» **Work instructions**
Copy out all the entries exactly.

### Supplied records

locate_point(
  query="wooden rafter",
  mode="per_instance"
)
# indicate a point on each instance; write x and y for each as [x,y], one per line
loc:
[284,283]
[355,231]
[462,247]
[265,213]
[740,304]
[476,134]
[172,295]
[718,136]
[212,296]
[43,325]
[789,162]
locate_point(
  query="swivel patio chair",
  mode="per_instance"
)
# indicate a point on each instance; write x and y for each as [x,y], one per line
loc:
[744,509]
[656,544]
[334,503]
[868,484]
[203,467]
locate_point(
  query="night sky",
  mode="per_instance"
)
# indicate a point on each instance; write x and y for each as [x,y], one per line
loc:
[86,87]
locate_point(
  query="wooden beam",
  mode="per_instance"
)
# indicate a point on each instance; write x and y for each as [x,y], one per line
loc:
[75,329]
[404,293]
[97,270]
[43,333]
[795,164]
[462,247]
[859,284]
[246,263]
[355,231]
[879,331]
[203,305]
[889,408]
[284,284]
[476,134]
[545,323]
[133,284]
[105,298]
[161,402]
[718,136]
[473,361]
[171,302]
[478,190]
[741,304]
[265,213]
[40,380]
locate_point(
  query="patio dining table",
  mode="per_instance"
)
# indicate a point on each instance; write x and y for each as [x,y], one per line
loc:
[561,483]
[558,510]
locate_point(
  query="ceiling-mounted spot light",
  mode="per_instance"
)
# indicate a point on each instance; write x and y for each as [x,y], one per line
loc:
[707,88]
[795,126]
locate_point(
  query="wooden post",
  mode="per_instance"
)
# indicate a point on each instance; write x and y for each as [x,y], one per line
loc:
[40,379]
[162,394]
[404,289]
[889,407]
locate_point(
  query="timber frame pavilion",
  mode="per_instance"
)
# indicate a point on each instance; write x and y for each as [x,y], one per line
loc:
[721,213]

######

» **Task solution**
locate_point(
  query="wooden rafter",
  mode="per_instance"
)
# indicate a point on each instance; write x and y for each as [x,y], one per line
loc:
[284,283]
[355,231]
[462,247]
[265,213]
[740,304]
[476,134]
[172,295]
[718,136]
[212,296]
[43,325]
[789,162]
locate_point(
  query="swivel patio chair",
  mode="per_instance"
)
# indicate a point on each instance; write x and y for each as [x,y], one per line
loc:
[744,509]
[656,544]
[334,503]
[868,484]
[203,467]
locate_point(
  query="night sky",
  mode="per_instance"
)
# indicate a point on each instance; write x and y for each as [x,y], one per line
loc:
[86,87]
locate_point(
  query="wooden beam",
  mode="per_instance"
)
# indicate a point on each instance; write x and y for each as [x,y], one per line
loc:
[75,329]
[404,293]
[97,270]
[43,333]
[795,164]
[462,247]
[859,284]
[246,263]
[355,231]
[879,331]
[203,305]
[889,408]
[284,284]
[476,134]
[545,323]
[133,284]
[105,298]
[161,402]
[718,136]
[473,361]
[171,302]
[478,190]
[741,304]
[265,213]
[40,380]
locate_point(
  query="patio dining table",
  mode="per_instance"
)
# indicate a point on each instance; write x and y for each as [x,y], one per line
loc:
[561,483]
[558,510]
locate_point(
  query="ceiling-mounted spot light",
  mode="per_instance"
)
# indicate a point on each instance; write x and y for each as [x,y], one per line
loc:
[707,88]
[795,126]
locate_point(
  query="wooden post",
  mode="per_instance"
)
# indicate a point on each instance; write x and y for each as [x,y], one per line
loc:
[40,379]
[162,394]
[404,289]
[889,407]
locate_point(
  query="timber frame pavilion",
  mode="per_instance"
)
# indicate a point on each instance; write x and y for each as [x,y], one per line
loc:
[721,213]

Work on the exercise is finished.